* **THE PROBLEM**
Recast every line of the material below as a numbered list, skipping blank lines, and leave the pictures out of your answer.

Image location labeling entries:
::::

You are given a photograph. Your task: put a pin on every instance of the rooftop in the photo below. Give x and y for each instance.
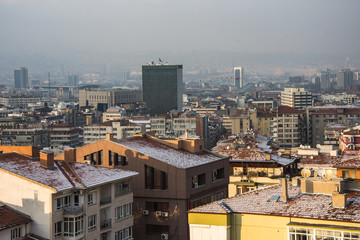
(10, 218)
(175, 157)
(65, 175)
(315, 206)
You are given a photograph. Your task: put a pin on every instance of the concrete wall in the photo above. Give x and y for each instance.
(30, 198)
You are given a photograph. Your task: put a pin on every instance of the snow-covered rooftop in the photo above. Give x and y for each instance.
(299, 205)
(175, 157)
(65, 175)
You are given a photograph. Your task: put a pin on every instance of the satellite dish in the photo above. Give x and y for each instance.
(328, 174)
(321, 172)
(305, 173)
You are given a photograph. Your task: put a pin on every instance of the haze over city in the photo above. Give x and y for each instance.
(269, 36)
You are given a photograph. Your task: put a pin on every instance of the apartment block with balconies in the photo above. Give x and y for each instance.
(68, 200)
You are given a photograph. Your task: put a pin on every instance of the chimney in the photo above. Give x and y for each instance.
(285, 195)
(47, 159)
(110, 136)
(339, 200)
(70, 154)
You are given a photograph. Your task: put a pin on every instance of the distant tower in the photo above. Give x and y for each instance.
(162, 87)
(239, 77)
(21, 77)
(344, 79)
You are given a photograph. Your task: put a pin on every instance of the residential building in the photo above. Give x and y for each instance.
(175, 175)
(21, 78)
(68, 200)
(162, 87)
(103, 99)
(112, 114)
(13, 224)
(260, 121)
(18, 101)
(37, 137)
(314, 208)
(319, 117)
(253, 163)
(237, 124)
(345, 78)
(239, 77)
(64, 135)
(287, 127)
(296, 98)
(120, 129)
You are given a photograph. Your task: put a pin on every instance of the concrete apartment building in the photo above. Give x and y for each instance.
(64, 135)
(17, 101)
(175, 175)
(21, 78)
(68, 200)
(120, 129)
(287, 127)
(37, 137)
(13, 224)
(237, 123)
(112, 114)
(103, 99)
(308, 208)
(296, 98)
(177, 125)
(320, 117)
(162, 87)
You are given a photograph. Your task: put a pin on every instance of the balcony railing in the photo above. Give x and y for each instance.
(73, 210)
(105, 200)
(105, 224)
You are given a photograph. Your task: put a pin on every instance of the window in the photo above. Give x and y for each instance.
(91, 198)
(122, 188)
(92, 222)
(124, 234)
(155, 178)
(198, 181)
(58, 229)
(73, 226)
(15, 233)
(62, 202)
(123, 211)
(218, 174)
(296, 233)
(157, 206)
(156, 229)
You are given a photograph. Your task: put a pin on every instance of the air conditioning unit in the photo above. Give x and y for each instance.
(164, 236)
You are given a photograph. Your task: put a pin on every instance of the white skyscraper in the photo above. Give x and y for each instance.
(239, 77)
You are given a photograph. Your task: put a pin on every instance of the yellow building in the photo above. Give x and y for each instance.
(309, 209)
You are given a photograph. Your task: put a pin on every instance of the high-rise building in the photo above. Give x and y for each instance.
(239, 77)
(344, 78)
(162, 87)
(73, 80)
(21, 77)
(296, 97)
(325, 79)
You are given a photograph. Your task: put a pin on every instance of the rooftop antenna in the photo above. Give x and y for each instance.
(347, 60)
(49, 79)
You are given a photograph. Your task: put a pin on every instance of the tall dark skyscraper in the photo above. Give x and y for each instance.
(345, 78)
(162, 87)
(21, 77)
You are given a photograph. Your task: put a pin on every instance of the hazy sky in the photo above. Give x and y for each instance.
(253, 26)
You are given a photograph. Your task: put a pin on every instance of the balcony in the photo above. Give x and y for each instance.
(105, 200)
(74, 210)
(105, 224)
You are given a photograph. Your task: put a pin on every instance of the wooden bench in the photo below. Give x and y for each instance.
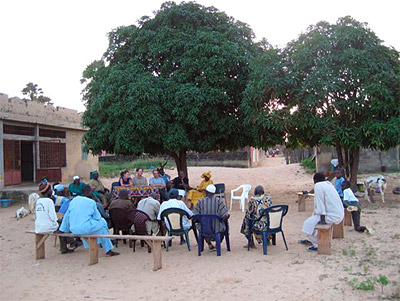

::::

* **TASK RESULT**
1. You are given a photograph. Your task: put a pin on every instance of the rooftop in the photo below. Give x and y for each instance.
2. (10, 218)
3. (175, 157)
4. (65, 175)
5. (315, 206)
6. You are given a photograph. Your task: put a pin on every instance of the concrete wall in the photo above. Give x and y for each instance.
7. (30, 198)
8. You are given a photograph. Your task: put a pin on every instance of the snow-covered rooftop in the photo above. Give x and y for each instance.
9. (299, 205)
10. (175, 157)
11. (65, 175)
12. You are given a photograph. Your task: put a pin on every instance of the satellite dish in the photo above. Give x and y for each instance.
13. (328, 174)
14. (321, 172)
15. (305, 173)
16. You are given a photograph. Your task: put a pin on every instance of the haze over city in the photo above. Give x and y for each instance.
17. (269, 36)
18. You are given a photograph. Your task: put a pin on every instance of the apartment block with balconies in the photo above. Give x and y for each instance.
19. (68, 200)
20. You are given a photograph. Your task: put a pin on every instance of the chimney in the photo above. Give x and y for each instance.
21. (285, 195)
22. (47, 159)
23. (110, 136)
24. (339, 200)
25. (70, 154)
26. You are given a photograph. Your task: put a pin on every instance of the distant tower in the photo above. Give x and y for each instance.
27. (162, 87)
28. (239, 77)
29. (21, 77)
30. (344, 79)
31. You are given a photograph. Your task: put a pin on every instance of the residential building in the photo above. Give x and y for each instance.
32. (175, 175)
33. (21, 78)
34. (68, 200)
35. (162, 87)
36. (103, 99)
37. (112, 114)
38. (13, 224)
39. (260, 121)
40. (18, 101)
41. (37, 137)
42. (314, 208)
43. (319, 117)
44. (253, 163)
45. (237, 124)
46. (345, 78)
47. (239, 77)
48. (64, 135)
49. (287, 127)
50. (296, 98)
51. (120, 129)
52. You are given a photograph. Your task: put a pin on every instance of the concrete apartment building in the photo above. Give x and y for each instance.
53. (64, 135)
54. (17, 101)
55. (175, 175)
56. (21, 78)
57. (68, 200)
58. (120, 129)
59. (287, 127)
60. (37, 137)
61. (13, 224)
62. (237, 123)
63. (112, 114)
64. (103, 99)
65. (308, 208)
66. (296, 98)
67. (177, 125)
68. (320, 117)
69. (162, 87)
70. You are given a photograph. Your task: put a pin on every instance of the balcony railing in the photo above. Give x and y for each instance.
71. (73, 210)
72. (105, 200)
73. (105, 224)
74. You are given a photograph. Your task: put a pin on every instance of the window in the photo above. Give x and y for each instance.
75. (91, 198)
76. (122, 188)
77. (92, 222)
78. (124, 234)
79. (155, 178)
80. (198, 181)
81. (58, 229)
82. (73, 226)
83. (15, 233)
84. (62, 202)
85. (123, 211)
86. (218, 174)
87. (296, 233)
88. (157, 206)
89. (156, 229)
90. You are given a photograph. Your task: put a pin on every instance of the air conditioning unit in the photo above. Give x and y for each instance.
91. (164, 236)
92. You are given a photograph. Your task: put a pin on every instance of the white skyscraper in the photo above. Give x and y for each instance.
93. (239, 77)
94. You are given a photograph. Your task: put a pin on every instance of the yellow building in the photo above. Give x and y for each instance.
95. (309, 209)
96. You are given a photograph. Your task: put a pin on every instance of the high-rise building in the photo above. Give x and y for each instance.
97. (239, 77)
98. (344, 78)
99. (162, 87)
100. (73, 80)
101. (21, 77)
102. (296, 97)
103. (325, 79)
104. You are given a photograph. Your task: put a pin on every instance of the rooftop antenna in the photo above. Give x and y for each instance.
105. (347, 60)
106. (49, 79)
107. You are given a photograph. Your task: put a pin on every instance of the tall dark skyscraper in the photo above. Give x and y for each instance.
108. (345, 78)
109. (162, 87)
110. (21, 77)
111. You are given a photograph. Your task: put a pin on every instance of the hazy sky in the photo above. Give x and y for each instance.
112. (253, 26)
113. You are given a photograph. Your task: put a pin on every instance of the balcony in the photo above. Give x and y for each instance.
114. (105, 200)
115. (74, 210)
116. (105, 224)
117. You are given a photograph. Your task: put a pin on every instance of the wooden bench in the photo below. Give x and y for each instance.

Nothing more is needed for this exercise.